Thursday, February 7, 2013

I Feel an Ethyl Meatplow Binge Coming On...

My Conundrum with the New MBV

image courtesy of walrusmusicblog.com

So I just ordered the vinyl package for the new My Bloody Valentine album. Said package came with the 180 gram vinyl, CD and the digital DL. So the tracks are in my possession, and I'm dying to listen to them, HOWEVER, here's my conundrum.

From the MBV website:

"This vinyl album has been recorded as an analogue album. It was recorded on 2 inch 24 track analogue tape and mixed onto half inch analogue tape and mastered with no digital processing involved. The vinyl is a true analogue cut, i.e. it hasn't been put through a digital process during the cutting process unlike over 90% of all vinyl available today."

Okay, so do I go ahead and listen to the tracks as digital entities, or do I wait (the vinyl/CD's aren't being shipped until the 22nd due to manufacturing) and let such a beautiful and meticulous record find my ears the first time the way it was meant to? It's been fairly easy avoiding the tracks thus far on youtube and pitchfork and whatnot (which is why I've nto posted any here), but now that they're on my computer?

I'm going to attempt to wait, but brothers and sisters, as they say in hell, it ain't gonna be easy!

Mr. Bungle Full Show 1992



For the other side of the coin from that 2000 show I posted earlier. Of special note would be their cover of Billy Squire's The Stroke at about 41:00 minutes and the truly disturbing set-closer, a ten minute+ version of Everyone I Went to High School with is Dead. On that one, the sometimes-shoddy video work and intermittent all-black screen help combine with the improv/noise element of the song to produce one of the closest things to a nightmare captured on film I've ever seen. This wasn't the exact show I was looking for, the one where Patton gets pulled into the crowd by a fan then hits the guy in the head with the microphone, finally toweling off the blood as he sings... I don't remember. I'll have to find that...

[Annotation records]
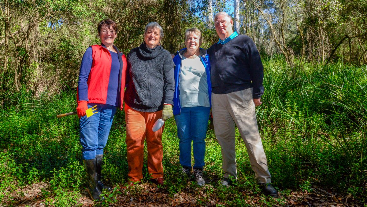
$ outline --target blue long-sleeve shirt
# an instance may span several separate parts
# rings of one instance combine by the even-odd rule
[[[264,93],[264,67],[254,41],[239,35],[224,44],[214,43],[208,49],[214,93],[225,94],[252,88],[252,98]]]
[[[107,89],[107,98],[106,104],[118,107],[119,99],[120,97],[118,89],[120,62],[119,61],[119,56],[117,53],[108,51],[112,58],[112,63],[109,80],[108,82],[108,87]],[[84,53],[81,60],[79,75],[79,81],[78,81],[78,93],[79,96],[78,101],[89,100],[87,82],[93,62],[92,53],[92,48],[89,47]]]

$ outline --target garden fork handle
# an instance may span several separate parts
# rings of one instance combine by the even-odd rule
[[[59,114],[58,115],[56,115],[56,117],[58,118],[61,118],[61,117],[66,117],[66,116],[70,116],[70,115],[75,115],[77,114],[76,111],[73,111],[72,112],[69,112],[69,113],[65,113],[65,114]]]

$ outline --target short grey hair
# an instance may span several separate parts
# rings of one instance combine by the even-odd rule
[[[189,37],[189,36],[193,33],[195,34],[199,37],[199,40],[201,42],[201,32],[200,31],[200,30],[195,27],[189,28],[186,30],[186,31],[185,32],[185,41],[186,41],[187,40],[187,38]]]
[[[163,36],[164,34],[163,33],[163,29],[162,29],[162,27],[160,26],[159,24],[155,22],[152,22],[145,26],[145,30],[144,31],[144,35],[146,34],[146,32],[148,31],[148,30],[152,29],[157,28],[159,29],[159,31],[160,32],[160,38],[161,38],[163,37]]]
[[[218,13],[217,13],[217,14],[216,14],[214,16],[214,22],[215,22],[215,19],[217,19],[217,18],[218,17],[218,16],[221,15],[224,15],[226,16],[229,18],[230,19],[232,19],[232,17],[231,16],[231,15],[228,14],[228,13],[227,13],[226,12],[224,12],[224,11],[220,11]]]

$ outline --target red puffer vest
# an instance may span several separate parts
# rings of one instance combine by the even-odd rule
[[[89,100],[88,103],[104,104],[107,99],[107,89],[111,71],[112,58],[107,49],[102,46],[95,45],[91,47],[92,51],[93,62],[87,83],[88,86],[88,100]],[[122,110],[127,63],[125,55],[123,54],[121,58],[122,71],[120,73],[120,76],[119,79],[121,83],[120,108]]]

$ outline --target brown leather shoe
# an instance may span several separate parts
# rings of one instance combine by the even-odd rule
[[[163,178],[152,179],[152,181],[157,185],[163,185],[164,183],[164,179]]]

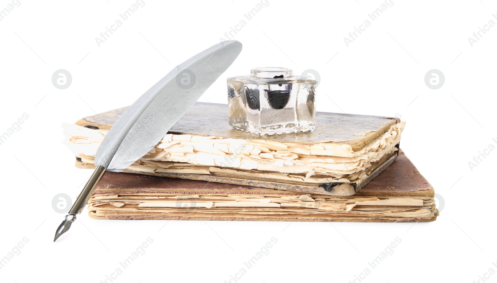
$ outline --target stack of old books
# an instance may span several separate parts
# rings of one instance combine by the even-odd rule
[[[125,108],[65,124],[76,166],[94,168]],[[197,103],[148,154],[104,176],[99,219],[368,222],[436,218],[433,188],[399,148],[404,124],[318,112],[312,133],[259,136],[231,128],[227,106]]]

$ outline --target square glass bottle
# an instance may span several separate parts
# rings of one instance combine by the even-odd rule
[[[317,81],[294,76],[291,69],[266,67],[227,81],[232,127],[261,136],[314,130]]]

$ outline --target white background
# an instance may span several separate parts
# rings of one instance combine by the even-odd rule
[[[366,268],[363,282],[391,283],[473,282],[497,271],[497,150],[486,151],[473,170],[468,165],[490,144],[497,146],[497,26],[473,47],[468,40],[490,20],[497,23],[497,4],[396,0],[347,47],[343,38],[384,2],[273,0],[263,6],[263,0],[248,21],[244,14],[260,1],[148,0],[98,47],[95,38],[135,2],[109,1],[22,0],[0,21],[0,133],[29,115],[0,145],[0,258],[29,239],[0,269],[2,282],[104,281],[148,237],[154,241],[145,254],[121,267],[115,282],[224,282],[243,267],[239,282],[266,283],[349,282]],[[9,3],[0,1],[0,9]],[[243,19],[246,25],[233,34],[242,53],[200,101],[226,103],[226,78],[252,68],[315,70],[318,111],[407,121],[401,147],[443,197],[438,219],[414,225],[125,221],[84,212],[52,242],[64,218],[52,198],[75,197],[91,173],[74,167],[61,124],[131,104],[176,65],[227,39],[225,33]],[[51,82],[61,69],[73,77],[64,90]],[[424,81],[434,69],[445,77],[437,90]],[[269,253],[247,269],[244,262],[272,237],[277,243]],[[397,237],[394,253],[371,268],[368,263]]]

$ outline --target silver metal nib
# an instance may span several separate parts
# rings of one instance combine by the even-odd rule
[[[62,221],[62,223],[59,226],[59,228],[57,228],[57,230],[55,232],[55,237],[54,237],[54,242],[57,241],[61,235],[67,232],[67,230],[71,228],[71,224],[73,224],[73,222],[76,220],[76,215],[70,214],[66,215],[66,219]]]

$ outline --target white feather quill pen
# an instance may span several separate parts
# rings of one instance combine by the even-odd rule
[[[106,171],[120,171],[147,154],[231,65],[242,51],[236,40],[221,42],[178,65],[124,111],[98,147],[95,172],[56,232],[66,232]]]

▸ Objective 1
In the music blog, what kind of tape was the new My Bloody Valentine album recorded on?
▸ Objective 2
Continue the music blog from its last sentence.
This data comes from a separate source.

▸ Written answer 1
It was recorded on 2 inch 24 track analogue tape.

▸ Written answer 2
Mr. Bungle Full Live Show ~2000



Wow. A professionally shot Mr. Bungle concert from the 2000 California tour. I saw them three times for this album and I'd forgotten just how much of a workout each one was for the band. Props for BrainPhreak to posting this.

Barry Adamson - If You Love Her



If you're not familiar with Barry Adamson, former bass player for Nick Cave and the Bad Seeds, Nick Cave and the Cave Men, Magazine and for a short time the Buzzcockss, and you dig any measure of the stuff I toss out on this page, go get 1996's Oedipus Schmoedipus. An anthological record that features Adamson's jazz/noir musicality and style plus a number of great guests (Carla Bozulich, Nick Cave, Jarvis Cocker to name a few). If you're a David Lynch fan you'll recognize track number two on the record, it had a pretty memorable moment in Lost Highway. Mr. Adamson's soundtrack to Carol Morley's 'Dreams of a Life" which will be aired in the UK tonight, Feb 7th. Said ST can be purchased here on iTunes.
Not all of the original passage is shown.